## THE DATA
--

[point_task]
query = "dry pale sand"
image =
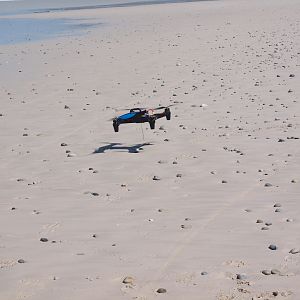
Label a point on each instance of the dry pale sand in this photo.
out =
(228, 162)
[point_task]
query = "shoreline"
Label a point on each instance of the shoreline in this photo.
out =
(210, 196)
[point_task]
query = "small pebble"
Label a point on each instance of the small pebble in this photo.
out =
(128, 280)
(161, 290)
(273, 247)
(266, 272)
(241, 276)
(295, 251)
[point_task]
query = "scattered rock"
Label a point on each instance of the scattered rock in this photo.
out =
(266, 272)
(295, 251)
(273, 247)
(161, 290)
(128, 280)
(242, 276)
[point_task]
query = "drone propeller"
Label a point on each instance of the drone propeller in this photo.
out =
(162, 107)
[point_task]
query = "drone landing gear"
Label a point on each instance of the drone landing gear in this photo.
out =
(116, 126)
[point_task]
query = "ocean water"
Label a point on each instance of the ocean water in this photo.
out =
(18, 25)
(22, 30)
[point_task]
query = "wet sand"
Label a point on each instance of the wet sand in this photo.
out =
(206, 206)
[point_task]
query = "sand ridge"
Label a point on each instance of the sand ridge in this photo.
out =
(81, 213)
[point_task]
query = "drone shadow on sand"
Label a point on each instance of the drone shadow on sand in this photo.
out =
(118, 147)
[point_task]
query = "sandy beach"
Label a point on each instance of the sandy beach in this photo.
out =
(205, 206)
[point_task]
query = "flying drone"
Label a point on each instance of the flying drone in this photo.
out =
(142, 115)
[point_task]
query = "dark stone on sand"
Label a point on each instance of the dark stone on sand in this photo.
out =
(266, 272)
(273, 247)
(295, 251)
(128, 280)
(241, 276)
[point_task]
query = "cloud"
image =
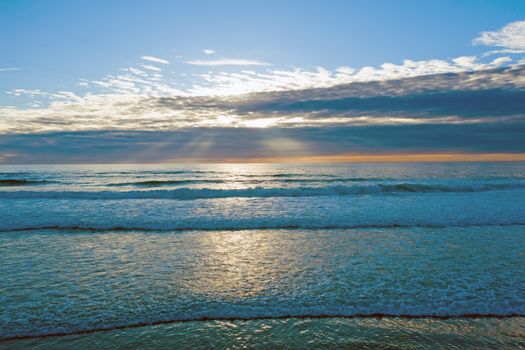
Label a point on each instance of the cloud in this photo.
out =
(228, 62)
(214, 144)
(154, 59)
(511, 37)
(150, 67)
(135, 102)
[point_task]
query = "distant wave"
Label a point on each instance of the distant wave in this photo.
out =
(185, 193)
(255, 226)
(21, 182)
(157, 183)
(140, 324)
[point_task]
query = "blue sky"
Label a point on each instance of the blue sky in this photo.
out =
(62, 60)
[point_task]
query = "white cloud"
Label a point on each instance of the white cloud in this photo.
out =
(228, 62)
(150, 67)
(154, 59)
(511, 37)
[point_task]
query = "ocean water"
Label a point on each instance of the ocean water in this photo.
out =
(263, 256)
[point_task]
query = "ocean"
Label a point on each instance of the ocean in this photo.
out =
(263, 256)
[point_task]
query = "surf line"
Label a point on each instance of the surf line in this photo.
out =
(255, 318)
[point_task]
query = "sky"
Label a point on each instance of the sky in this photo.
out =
(236, 81)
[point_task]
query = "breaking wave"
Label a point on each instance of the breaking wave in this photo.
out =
(185, 193)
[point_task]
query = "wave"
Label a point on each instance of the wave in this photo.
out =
(157, 183)
(261, 227)
(139, 324)
(22, 182)
(185, 193)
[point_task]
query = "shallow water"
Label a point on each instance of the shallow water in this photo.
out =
(88, 248)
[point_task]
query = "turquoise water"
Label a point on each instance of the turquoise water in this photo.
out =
(236, 256)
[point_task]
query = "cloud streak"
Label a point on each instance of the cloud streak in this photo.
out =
(466, 104)
(228, 62)
(511, 38)
(155, 59)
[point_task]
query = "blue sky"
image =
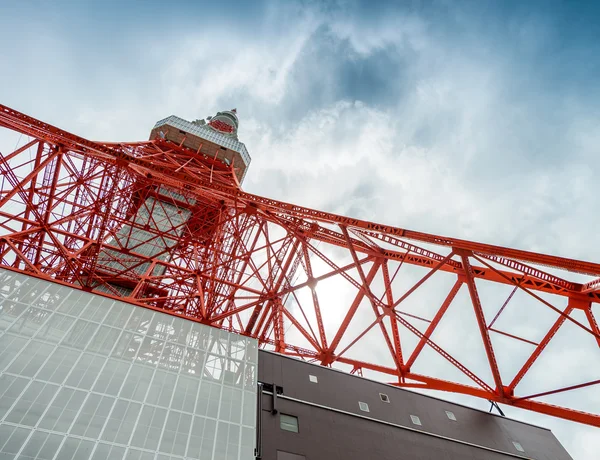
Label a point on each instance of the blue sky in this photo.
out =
(475, 119)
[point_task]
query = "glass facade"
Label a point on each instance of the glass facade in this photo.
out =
(83, 376)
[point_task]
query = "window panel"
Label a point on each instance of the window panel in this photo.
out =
(32, 404)
(59, 365)
(140, 320)
(10, 346)
(81, 333)
(127, 347)
(76, 449)
(10, 390)
(15, 441)
(184, 396)
(137, 383)
(55, 328)
(150, 351)
(63, 410)
(51, 297)
(171, 357)
(25, 289)
(288, 423)
(93, 415)
(74, 303)
(161, 389)
(121, 422)
(249, 409)
(86, 371)
(31, 359)
(119, 314)
(97, 309)
(160, 360)
(193, 362)
(104, 340)
(29, 322)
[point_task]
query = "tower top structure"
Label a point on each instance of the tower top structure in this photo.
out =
(215, 137)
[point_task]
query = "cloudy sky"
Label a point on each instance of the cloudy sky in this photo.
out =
(474, 119)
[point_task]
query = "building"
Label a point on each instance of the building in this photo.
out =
(107, 353)
(86, 376)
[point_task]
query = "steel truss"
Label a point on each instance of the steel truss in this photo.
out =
(330, 289)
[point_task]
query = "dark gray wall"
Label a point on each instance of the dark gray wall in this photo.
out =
(327, 434)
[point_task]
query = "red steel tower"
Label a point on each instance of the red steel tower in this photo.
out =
(165, 224)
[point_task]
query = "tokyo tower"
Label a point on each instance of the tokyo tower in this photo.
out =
(165, 224)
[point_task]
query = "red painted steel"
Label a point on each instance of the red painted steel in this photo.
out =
(308, 283)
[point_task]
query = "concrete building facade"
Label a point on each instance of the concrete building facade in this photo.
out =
(83, 376)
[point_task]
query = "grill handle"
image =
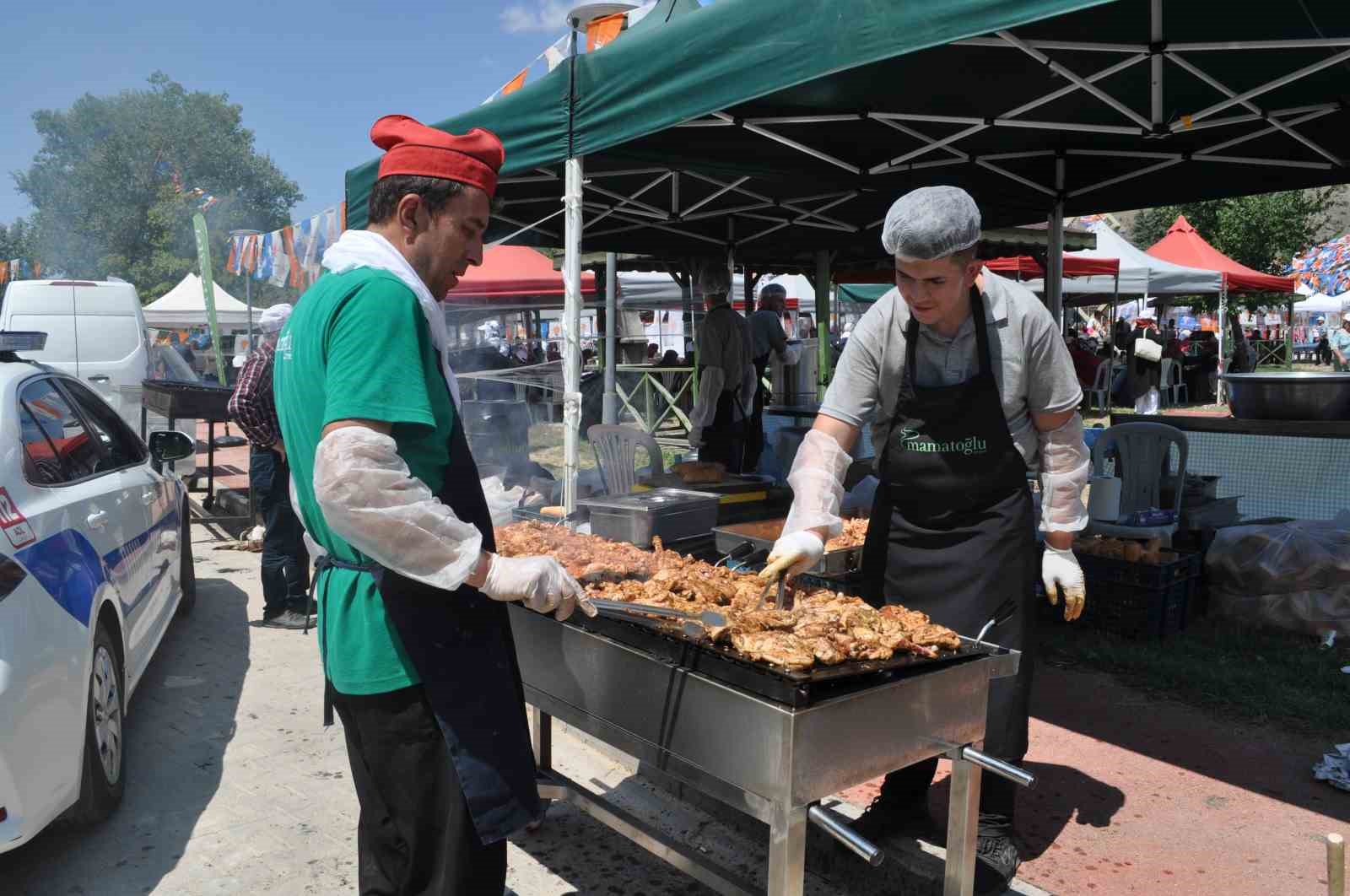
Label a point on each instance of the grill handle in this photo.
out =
(998, 767)
(834, 826)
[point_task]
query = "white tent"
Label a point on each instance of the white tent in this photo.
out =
(1141, 274)
(186, 305)
(1318, 303)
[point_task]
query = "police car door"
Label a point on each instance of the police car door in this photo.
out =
(84, 501)
(152, 556)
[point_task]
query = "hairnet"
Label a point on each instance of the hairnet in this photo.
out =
(931, 223)
(715, 279)
(274, 319)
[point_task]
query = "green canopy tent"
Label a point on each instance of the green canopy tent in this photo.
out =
(780, 138)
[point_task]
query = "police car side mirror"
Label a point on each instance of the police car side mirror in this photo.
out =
(168, 445)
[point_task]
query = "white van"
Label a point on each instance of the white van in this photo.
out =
(96, 332)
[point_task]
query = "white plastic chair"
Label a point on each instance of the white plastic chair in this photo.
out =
(1172, 386)
(1100, 391)
(1144, 454)
(616, 454)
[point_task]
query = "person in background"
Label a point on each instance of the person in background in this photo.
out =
(767, 337)
(1084, 362)
(1340, 344)
(721, 418)
(1144, 375)
(1120, 335)
(285, 563)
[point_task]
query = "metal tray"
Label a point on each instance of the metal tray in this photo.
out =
(766, 532)
(798, 690)
(672, 515)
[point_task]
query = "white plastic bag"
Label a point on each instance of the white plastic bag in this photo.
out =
(501, 501)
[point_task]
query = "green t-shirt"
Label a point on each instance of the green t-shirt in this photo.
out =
(358, 347)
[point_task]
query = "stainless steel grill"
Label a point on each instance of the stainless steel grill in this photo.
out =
(762, 740)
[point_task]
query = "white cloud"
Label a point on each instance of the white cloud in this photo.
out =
(540, 15)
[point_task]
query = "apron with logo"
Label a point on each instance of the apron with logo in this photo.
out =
(952, 529)
(461, 644)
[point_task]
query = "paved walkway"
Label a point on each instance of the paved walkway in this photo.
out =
(1138, 795)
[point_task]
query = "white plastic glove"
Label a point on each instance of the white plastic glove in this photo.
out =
(1061, 569)
(793, 555)
(540, 583)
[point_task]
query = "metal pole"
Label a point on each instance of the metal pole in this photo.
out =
(571, 328)
(611, 409)
(1156, 67)
(1055, 250)
(823, 331)
(1223, 328)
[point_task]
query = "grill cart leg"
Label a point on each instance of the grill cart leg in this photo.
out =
(787, 850)
(962, 825)
(542, 727)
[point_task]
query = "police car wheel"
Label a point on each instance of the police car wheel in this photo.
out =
(186, 567)
(101, 780)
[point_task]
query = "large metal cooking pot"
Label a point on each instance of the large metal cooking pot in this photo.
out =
(1288, 396)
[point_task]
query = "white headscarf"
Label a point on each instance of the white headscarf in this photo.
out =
(366, 249)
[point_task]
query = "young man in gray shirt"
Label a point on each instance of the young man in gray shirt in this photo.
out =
(971, 386)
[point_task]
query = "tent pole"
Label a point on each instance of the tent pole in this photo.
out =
(571, 330)
(1223, 328)
(1055, 249)
(611, 412)
(823, 330)
(571, 294)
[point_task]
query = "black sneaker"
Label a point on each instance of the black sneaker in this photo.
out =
(996, 860)
(287, 619)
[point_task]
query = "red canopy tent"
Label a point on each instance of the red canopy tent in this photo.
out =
(1028, 267)
(1183, 245)
(515, 276)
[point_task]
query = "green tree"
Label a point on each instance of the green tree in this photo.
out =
(14, 240)
(1262, 232)
(115, 184)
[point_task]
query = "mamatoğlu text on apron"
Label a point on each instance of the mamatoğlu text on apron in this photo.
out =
(952, 531)
(461, 644)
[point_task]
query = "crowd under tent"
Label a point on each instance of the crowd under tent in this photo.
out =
(783, 151)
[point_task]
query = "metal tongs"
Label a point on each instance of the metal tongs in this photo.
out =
(1002, 614)
(624, 607)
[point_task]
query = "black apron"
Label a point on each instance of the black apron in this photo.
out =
(461, 644)
(952, 529)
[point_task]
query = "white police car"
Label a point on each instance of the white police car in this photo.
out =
(94, 560)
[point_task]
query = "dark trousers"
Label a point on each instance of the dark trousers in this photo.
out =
(415, 835)
(285, 563)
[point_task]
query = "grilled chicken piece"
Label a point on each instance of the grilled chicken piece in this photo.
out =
(936, 636)
(824, 626)
(780, 648)
(909, 619)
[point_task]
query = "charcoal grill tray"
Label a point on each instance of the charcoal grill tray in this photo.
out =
(798, 690)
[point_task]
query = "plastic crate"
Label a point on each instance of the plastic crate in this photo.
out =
(1134, 612)
(1144, 575)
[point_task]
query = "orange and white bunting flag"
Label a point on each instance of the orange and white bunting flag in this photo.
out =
(601, 31)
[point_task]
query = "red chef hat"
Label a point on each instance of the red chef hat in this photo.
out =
(411, 148)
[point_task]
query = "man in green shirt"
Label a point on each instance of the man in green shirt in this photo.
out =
(412, 618)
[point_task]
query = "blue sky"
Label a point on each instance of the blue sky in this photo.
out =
(310, 76)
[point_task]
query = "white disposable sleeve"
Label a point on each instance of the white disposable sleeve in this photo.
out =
(1066, 466)
(817, 481)
(709, 391)
(371, 499)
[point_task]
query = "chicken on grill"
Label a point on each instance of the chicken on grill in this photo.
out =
(821, 628)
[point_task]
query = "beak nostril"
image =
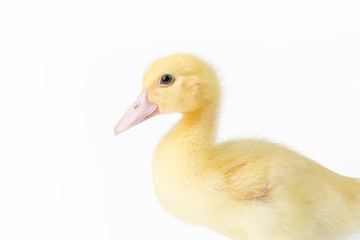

--

## AIM OF THE EXERCISE
In the data above, retype exactly and only the lines between the one holding "Label a point on each instance of the metal tray" and the one holding "Label a point on each instance of the apron", inclusive.

## PROBLEM SOLUTION
Label a point on each instance of the metal tray in this photo.
out =
(766, 532)
(798, 690)
(672, 515)
[point_task]
query = "white plastic bag"
Label a point on each instance of the white plastic bag in this photo.
out =
(501, 501)
[point_task]
query = "green t-shirt"
Label a point on each instance of the green t-shirt in this photo.
out =
(358, 347)
[point_task]
query = "stainless steel grill"
Label a point on each instance of the stainless steel grill in this photo.
out =
(762, 740)
[point_task]
query = "white cloud"
Label a point on each instance of the white cloud in this photo.
out =
(540, 15)
[point_task]
query = "apron with logo"
Label a point on each instance of the apron with logo in this photo.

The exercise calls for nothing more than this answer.